**SHORT TASK:**
Copy out the records below, putting "MUST" in place of "SHOULD" everywhere and leaving everything else the same.
╭─ PROVIDED INFORMATION
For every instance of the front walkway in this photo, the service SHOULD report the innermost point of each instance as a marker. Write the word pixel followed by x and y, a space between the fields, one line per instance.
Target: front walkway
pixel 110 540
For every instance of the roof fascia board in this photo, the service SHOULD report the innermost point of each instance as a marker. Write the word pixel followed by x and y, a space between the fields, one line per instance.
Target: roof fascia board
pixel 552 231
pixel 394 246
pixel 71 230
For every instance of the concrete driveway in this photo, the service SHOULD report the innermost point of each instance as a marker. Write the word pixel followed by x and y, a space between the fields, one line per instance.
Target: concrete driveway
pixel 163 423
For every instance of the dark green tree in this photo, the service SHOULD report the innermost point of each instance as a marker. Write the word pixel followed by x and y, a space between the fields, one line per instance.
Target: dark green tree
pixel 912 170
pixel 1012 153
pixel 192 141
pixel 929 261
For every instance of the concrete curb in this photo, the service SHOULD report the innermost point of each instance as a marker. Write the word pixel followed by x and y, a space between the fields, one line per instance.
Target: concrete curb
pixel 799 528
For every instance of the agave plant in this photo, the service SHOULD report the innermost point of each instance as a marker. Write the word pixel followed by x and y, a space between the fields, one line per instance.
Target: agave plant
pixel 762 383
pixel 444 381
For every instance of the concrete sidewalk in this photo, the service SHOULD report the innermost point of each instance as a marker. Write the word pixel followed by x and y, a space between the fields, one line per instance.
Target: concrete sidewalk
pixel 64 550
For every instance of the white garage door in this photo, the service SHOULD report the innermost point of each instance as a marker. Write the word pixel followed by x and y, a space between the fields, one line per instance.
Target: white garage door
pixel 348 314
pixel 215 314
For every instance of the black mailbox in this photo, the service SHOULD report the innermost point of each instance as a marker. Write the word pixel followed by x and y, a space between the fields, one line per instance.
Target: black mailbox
╰─
**TASK SOLUTION:**
For every instance of the front walkway in this photo, the service MUST report the innermost point of each instance as a marker. Write the word pixel followed by x and y, a space between the fields, one line per instance.
Target: front walkway
pixel 110 540
For every instance of the roof fascia board in this photo, the service MUST report the innermost point of each instance as a marker. Write the word pixel followed by x and y, a space between the fields, one line per instance.
Target: roof fascia board
pixel 552 231
pixel 394 246
pixel 71 230
For every instance of the concrete driveway in this photo, the service MUST report the innermost point of each instance as a marker. Write the word pixel followed by x and y, a space between the fields, one line per instance.
Target: concrete driveway
pixel 163 423
For every instance of the dark green tree in this photo, the service MUST report the innermost point of each instance as a marker. Write the word pixel followed by x and y, a space between the fields, one line per instance.
Target: dark green tree
pixel 912 170
pixel 1012 153
pixel 192 141
pixel 929 261
For every instance of the concrete curb in this photo, the service MUST report the innermost point of each instance as a marker. Write the word pixel followed by x and y, a space between the fields, one line per instance.
Target: concrete curb
pixel 799 528
For every instance of the agave plant in this photo, the service MUST report the innermost point of each instance as a marker. Write the word pixel followed by x and y, a space between the fields, one line per instance.
Target: agave plant
pixel 762 383
pixel 444 381
For every instance of the concrete sidewalk in this photo, the service MUST report the innermost point of each instance as a marker. Write the word pixel followed by x and y, a space between the fields, one line per instance.
Target: concrete sidewalk
pixel 64 550
For every instance of the white garage door in this photo, the service MUST report the innermost point of each instance as a marker. Write the word pixel followed by x and y, a space between the fields, one line per instance.
Target: white garage door
pixel 348 314
pixel 215 314
For every instance of the black mailbox in this photo, the service MUST report the innermost point of each instance as a marker. Write the word pixel followed by x and y, a space between the fields, one line per instance.
Target: black mailbox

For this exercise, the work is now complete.